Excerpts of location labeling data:
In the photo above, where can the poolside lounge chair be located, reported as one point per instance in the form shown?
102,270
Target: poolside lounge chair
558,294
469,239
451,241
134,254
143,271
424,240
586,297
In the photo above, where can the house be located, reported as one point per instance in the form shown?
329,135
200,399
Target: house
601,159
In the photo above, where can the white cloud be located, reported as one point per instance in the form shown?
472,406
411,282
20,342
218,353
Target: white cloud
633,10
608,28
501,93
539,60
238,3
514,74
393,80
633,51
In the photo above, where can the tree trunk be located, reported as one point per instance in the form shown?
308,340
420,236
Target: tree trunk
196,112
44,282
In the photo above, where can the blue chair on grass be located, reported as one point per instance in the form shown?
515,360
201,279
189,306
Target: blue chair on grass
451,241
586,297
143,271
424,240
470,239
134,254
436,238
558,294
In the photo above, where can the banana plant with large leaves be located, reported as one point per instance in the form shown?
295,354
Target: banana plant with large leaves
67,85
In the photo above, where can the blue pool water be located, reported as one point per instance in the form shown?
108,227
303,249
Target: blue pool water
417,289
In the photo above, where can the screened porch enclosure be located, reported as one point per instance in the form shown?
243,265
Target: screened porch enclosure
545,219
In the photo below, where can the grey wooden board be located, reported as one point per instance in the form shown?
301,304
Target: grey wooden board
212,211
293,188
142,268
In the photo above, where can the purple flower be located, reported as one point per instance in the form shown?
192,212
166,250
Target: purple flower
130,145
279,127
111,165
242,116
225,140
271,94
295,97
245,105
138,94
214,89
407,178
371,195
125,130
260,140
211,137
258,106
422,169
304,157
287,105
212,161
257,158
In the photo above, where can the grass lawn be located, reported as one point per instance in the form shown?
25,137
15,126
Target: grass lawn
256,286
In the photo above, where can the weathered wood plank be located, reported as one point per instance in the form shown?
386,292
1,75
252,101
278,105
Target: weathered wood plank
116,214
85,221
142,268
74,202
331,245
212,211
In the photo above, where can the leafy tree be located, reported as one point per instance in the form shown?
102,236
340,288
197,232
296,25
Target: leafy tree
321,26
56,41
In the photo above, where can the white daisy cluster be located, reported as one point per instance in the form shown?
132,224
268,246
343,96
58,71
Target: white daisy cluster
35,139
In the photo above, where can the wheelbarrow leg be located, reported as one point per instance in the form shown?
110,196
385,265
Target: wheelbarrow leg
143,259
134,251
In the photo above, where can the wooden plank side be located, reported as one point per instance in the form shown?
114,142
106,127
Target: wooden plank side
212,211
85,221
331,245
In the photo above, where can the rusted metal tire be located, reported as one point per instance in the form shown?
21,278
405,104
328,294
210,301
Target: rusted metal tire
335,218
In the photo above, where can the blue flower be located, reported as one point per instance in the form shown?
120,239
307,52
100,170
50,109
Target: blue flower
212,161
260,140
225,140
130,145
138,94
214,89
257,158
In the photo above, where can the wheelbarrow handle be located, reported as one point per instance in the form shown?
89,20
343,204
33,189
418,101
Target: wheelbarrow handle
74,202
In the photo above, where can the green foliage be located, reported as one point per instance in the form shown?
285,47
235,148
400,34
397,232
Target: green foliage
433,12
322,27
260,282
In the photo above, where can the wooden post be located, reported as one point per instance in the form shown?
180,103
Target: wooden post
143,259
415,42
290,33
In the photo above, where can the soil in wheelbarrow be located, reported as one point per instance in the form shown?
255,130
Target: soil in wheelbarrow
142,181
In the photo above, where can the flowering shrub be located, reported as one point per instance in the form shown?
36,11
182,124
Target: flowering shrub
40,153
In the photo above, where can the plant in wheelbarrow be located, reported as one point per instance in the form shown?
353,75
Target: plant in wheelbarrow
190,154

WHAT THIS TASK INVOLVES:
Retype the entries one by one, exactly.

ANSWER TO THE PROBLEM:
In the photo above, where can the poolside lounge chair be located, reported as one point per instance in the form shown?
102,270
Target: poolside lounge chair
558,294
469,239
451,241
134,254
143,271
424,240
586,297
In the photo above, where can the house be located, reported as one point per instance in the form shown?
329,135
200,399
Target: house
601,159
In the photo above, where can the white cloud be located, reported as one point per instance in the form shown?
472,406
411,282
20,342
218,353
Target: white cloud
633,10
608,28
501,93
539,60
238,3
514,74
393,80
633,51
In the photo above, where can the tree trunk be located, reported as one point per instance in the form shown?
308,340
420,236
Target: tree trunk
196,112
44,282
In the photo above, where can the blue chair on grass be located, reported as one point per instance in the form shown?
515,360
201,279
189,306
Target: blue chair on grass
451,241
586,297
143,271
424,240
470,239
134,254
436,238
558,294
In the photo above, where can the banana plant with large leaves be located, reported as one point per instance in the form shown?
295,354
Target: banana plant with large leaves
67,85
In the photo above, where can the blue pool water be located, reported as one point per instance in the form shown?
108,227
303,249
Target: blue pool water
417,289
In the photo above, where can the screened porch enclosure be located, reported as one point per instance in the form shown?
243,265
Target: screened porch enclosure
545,219
In the photo below, where can the grey wooden board be located, reported as one point per instance in the form shown?
301,304
Target: grey wooden board
212,211
293,188
142,268
In the photo above, where can the purple flower be located, reported as one point per instance in the form shown?
192,212
166,250
Target: purple flower
130,145
279,127
111,165
242,116
225,140
271,94
295,97
245,105
138,94
214,89
407,178
371,195
125,130
260,140
211,137
258,106
422,169
304,157
287,105
212,161
257,158
In the photo above, where can the grass lawn be located, reported as one point per instance in the form shown?
25,137
15,126
Target: grass lawn
256,286
In the photo above, where can the weathered wood plank be located, reported as one point per instance in the form shown?
386,292
1,75
252,101
278,105
Target: weathered wood plank
116,214
85,221
142,268
74,202
331,245
212,211
In the photo above, where can the leafy tree be located, reported as one point per instance in the form shown?
102,236
340,288
197,232
296,25
Target: leafy tree
321,26
56,41
In the photo above, where can the white daisy cluster be located, reported as one point per instance in the form shown?
132,224
268,246
343,96
58,71
Target: white daisy cluster
35,139
In the photo above, where can the wheelbarrow leg be located, reported as one point per instance in the form shown?
110,196
385,265
Target: wheelbarrow leg
143,259
134,251
In the photo above, where can the wooden plank side be located, reported as one point per instance in the form shown?
114,142
106,127
Target: wooden plank side
212,211
85,221
331,245
In the photo above, where can the rusted metal tire be located, reported as one point per instance in the form shown?
21,278
405,104
328,294
210,301
Target: rusted metal tire
335,218
In the photo above, where can the blue flower be located, reported as one point per instance in the form shown?
120,239
307,52
100,170
50,109
Target: blue flower
212,161
260,140
225,140
130,145
138,94
214,89
257,158
In the photo above, where can the wheelbarrow handle be located, reported as one point per instance in the form shown?
89,20
343,204
33,189
418,101
Target: wheelbarrow handle
74,202
In the photo above, where can the green foliage be located, reported as one point per instance in the form shown?
285,47
235,148
400,34
397,232
Target: green foliage
433,12
322,27
260,282
In the photo above, where can the wooden post be located, reported as one point per instance in the form shown?
180,103
Target: wooden post
143,259
415,42
290,33
In the photo above, where can the soil in wheelbarrow be located, reported as one point per instance in the form shown?
255,130
Target: soil in wheelbarrow
142,181
In the photo above, where can the flowering shrub be located, reported as one point per instance in the form shown?
36,11
182,124
Target: flowering shrub
40,153
In the photo above, where can the plant in wheelbarrow be located, reported as one point per instance in the form shown?
353,75
Target: plant in wheelbarrow
190,154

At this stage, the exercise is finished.